Pointing and labeling entries
Begin

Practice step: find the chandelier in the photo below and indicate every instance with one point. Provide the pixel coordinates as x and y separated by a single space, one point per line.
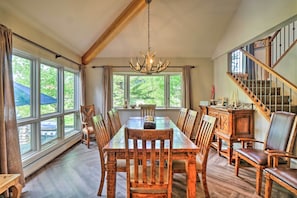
146 64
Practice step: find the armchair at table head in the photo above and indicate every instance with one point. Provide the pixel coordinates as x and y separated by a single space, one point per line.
203 140
280 137
86 114
181 118
114 121
102 138
153 176
147 110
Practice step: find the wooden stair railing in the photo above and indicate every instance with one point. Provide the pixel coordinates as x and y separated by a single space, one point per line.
271 92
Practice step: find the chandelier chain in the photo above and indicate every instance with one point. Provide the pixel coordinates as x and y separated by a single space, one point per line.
148 27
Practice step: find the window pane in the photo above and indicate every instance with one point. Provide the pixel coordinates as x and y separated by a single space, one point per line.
175 94
118 87
48 130
48 89
69 124
147 90
69 86
22 86
25 137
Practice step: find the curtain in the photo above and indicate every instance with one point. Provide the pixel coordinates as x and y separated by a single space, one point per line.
187 86
83 84
10 155
107 90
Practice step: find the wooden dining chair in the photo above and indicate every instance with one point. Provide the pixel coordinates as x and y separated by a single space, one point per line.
203 140
102 138
191 120
153 176
285 176
181 118
86 114
114 121
280 137
147 110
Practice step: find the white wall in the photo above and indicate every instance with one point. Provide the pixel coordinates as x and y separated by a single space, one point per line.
252 19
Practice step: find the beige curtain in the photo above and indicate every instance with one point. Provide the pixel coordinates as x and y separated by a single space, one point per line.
10 156
107 90
83 84
187 86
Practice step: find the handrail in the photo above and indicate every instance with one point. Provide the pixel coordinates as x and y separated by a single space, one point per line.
271 71
284 54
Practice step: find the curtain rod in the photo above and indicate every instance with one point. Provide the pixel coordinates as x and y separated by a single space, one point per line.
102 66
46 49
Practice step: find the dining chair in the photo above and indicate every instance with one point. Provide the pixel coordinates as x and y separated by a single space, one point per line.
147 110
181 118
102 138
191 120
114 121
280 137
153 176
204 135
285 176
86 114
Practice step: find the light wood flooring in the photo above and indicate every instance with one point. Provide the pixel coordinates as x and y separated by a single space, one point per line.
76 174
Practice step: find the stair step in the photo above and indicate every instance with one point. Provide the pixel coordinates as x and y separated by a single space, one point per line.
267 90
262 83
274 108
274 99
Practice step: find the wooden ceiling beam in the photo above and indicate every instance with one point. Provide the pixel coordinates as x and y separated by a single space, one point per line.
130 11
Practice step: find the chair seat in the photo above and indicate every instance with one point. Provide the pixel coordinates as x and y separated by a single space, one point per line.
90 130
148 171
287 175
256 155
180 165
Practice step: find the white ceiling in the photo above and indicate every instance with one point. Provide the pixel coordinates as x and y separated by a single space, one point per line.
179 28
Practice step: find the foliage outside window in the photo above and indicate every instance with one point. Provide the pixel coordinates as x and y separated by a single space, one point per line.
46 103
164 90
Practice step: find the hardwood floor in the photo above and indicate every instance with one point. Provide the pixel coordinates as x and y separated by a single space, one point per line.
76 174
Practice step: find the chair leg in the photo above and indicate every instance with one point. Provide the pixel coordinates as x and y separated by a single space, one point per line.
204 184
258 180
268 186
101 183
237 163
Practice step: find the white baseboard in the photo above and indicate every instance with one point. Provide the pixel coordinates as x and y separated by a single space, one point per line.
49 156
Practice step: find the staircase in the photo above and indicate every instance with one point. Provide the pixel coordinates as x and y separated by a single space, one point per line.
268 90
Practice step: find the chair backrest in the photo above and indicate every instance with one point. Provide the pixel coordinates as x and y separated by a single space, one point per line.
114 121
86 113
147 110
181 118
151 169
117 119
204 137
102 135
190 122
281 132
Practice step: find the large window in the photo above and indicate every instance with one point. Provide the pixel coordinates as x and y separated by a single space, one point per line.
164 90
46 102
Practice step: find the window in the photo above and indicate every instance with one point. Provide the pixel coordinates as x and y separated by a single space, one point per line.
46 102
164 90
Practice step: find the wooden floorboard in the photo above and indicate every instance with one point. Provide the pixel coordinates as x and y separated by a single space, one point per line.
76 174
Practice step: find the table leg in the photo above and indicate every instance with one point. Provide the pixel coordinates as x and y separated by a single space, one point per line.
191 179
111 174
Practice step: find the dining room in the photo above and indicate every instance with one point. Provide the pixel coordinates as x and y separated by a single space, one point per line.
201 59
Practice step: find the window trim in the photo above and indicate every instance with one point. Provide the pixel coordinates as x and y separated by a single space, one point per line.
166 87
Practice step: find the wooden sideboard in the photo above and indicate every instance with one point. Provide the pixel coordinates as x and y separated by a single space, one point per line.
231 124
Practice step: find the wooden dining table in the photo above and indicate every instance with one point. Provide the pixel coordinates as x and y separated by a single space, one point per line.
183 148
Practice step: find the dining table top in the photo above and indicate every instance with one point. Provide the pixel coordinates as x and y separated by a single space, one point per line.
181 143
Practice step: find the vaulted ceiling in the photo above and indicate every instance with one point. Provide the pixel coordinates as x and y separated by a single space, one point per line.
118 28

End

● **What is expected**: Your task is to repeat the material above exactly, without its pictures.

● **Expected output**:
Practice step: find the chandelier in the photo below and indicate every instance with one point. Provide the pixel coordinates as x and y separated by a single space, one point per line.
146 64
Practice step: find the armchair at table head in the photo above and indicate every instance with one point. Provide the pixel coordinates as x and y separated by a single space, one point per line.
203 140
280 137
86 114
181 118
114 121
102 138
153 176
147 110
Practice step: find the wooden stair railing in the photo above and indicate every instance with one point. Provide the pixel coordinates as x and y separated by a single space, one point per line.
271 92
Practice step: find the chandelier chain in the photo above and indicate every instance with one point. Provide the pixel coordinates as x and y separated by a single space, one point per line.
148 27
Practice step: find the window pane in the photo above and indicate every instance with one point. Provide the pixel coordinates as x and y separated by a single space, one point per line.
175 94
118 87
48 130
48 89
69 124
147 90
69 86
22 86
25 137
Practice step: find the curtain in the photo above and indicate every instance with one point. Provide the pixel coordinates as x and y separated by a single space, one point per line.
187 86
83 84
10 155
107 90
Practice step: find the wooden dining chair in the photo above and indicate every instance with one point. Provide the pixel coordinates as x and y separated by a single space, one point per line.
203 140
102 138
191 120
153 176
285 176
181 118
86 114
114 121
280 137
147 110
Practice step: find the white wall in the photo above and indicate every instance with one point. Provide the pixel coordinates as x and y separated by a single space, one point per line.
252 19
Practice step: find the beige curtain in the photo above and indicate every instance with one point. Provide the pixel coordinates as x and y separated by a single space, one point per line.
10 156
107 90
83 84
187 86
Practice step: find the handrail in the photo above and indicate every instance with one point. Provide the pixel coordinates as x and y separated by a single space, one point per line.
271 71
284 54
Practice step: find the curtain rod in the photo above and indicate every instance with one point. Provide the pixel coordinates as x and y separated by a single space, one point per line.
102 66
46 49
Practice step: find the dining chair in the photo above and indicate every instance with one point. Provide the pixel coordinates as x and y separated by a single space, one point per line.
147 110
181 118
102 138
191 120
114 121
280 137
153 176
204 135
285 176
86 114
Practice step: find the light wood flooring in the photo above and indicate every instance with one point. Provide the pixel coordinates as x and y separated by a single space, one point per line.
76 174
Practice step: find the stair step in the photo above and indicate every instance with one point. Provide the pixel coordinates as x and y separated by a single space, one point per line.
267 90
262 83
274 108
274 99
Practice step: find the wooden ceiling beam in the photo above and indicate every instance with one point. Provide the pixel coordinates as x and y separated by a single space, one point per line.
130 11
Practice step: find the chair seat in the photo above and indicate every instance with one point. Provide the pixel coordinates as x and y separated by a single space, one point per line.
90 130
148 171
287 175
256 155
180 165
Practice step: find the white ceiling in the photo above and indicate every instance with one point. Provide the pixel coordinates as x and y separated by a single space, one point per line.
179 28
Practice step: find the foliage outside window in the photo above and indicate every instance with one point. Provide the pixel coordinates as x and y separated by a single space, one point per line.
46 103
164 90
Practice step: find the hardwood floor in the photo above and indicate every instance with one point. Provide the pixel coordinates as x and y separated by a single space, one point per line.
76 174
Practice step: find the chair leg in the photo above and indicate every instance with one point. Provide the pixel coordinates as x and y separated by a single space, one point per line.
204 184
258 180
268 186
101 183
237 163
Practice step: find the white baseboard in the photo above and indicate every instance with one point. Provide the pixel coordinates as x and y separated by a single space, one point per line.
49 156
Practice step: find the staircase in the photo above and indicate every instance with one point. Provide the pixel coordinates as x and y separated by a single space, one point per line.
268 90
Practice step: find the chair backrest in the photo above and indicate every instance with one point. Provide the pixel coordinates as x and y separated by a single space, one point per line.
114 121
86 113
147 110
181 118
151 169
117 119
204 137
102 135
190 122
281 132
Practice step: find the large window in the photo above and indicate every instance with one point. Provide the pixel coordinates as x and y separated by a single space, one point per line.
164 90
46 102
Practice step: find the window in the photo above and indicate every instance with one point. Provide the pixel coordinates as x and y separated by a single space, one point per line.
46 102
164 90
Practice step: find the wooden floorboard in the photo above and indicate every instance with one point. Provide the pixel coordinates as x and y separated by a single space, one point per line.
76 174
Practice step: find the table leg in the photo above and indicate every instance with one point. Provide the pixel coordinates as x and y separated by a single space, one point per line.
191 179
111 174
Practice step: find the dining room in the photo above and indicate every instance with one point. Provide the pixel coordinates as x and y separated by a single space, one point per line.
201 59
Practice step: find the window trim in the photo above and indicate every instance with one point. Provide the pixel coordinates as x and y separated by a single space, one point per line.
166 87
Practice step: find the wooden sideboard in the photo above and indicate every instance with one point. Provide the pixel coordinates as x and y separated by a single space, one point per line.
231 124
Practice step: find the wooden dining table in the photo above and indicate every instance with one point. Provide the pixel coordinates as x and y separated by a single space, one point per line.
183 148
Practice step: find the dining table top in the photo above and indicate every instance with one point. Provide the pixel coordinates as x and y separated by a single space, one point per line.
181 143
Practice step: find the vaulted ceiling in the photo above and indicate every instance with one point. Provide the pixel coordinates as x and y separated by a single space, one point per line.
118 28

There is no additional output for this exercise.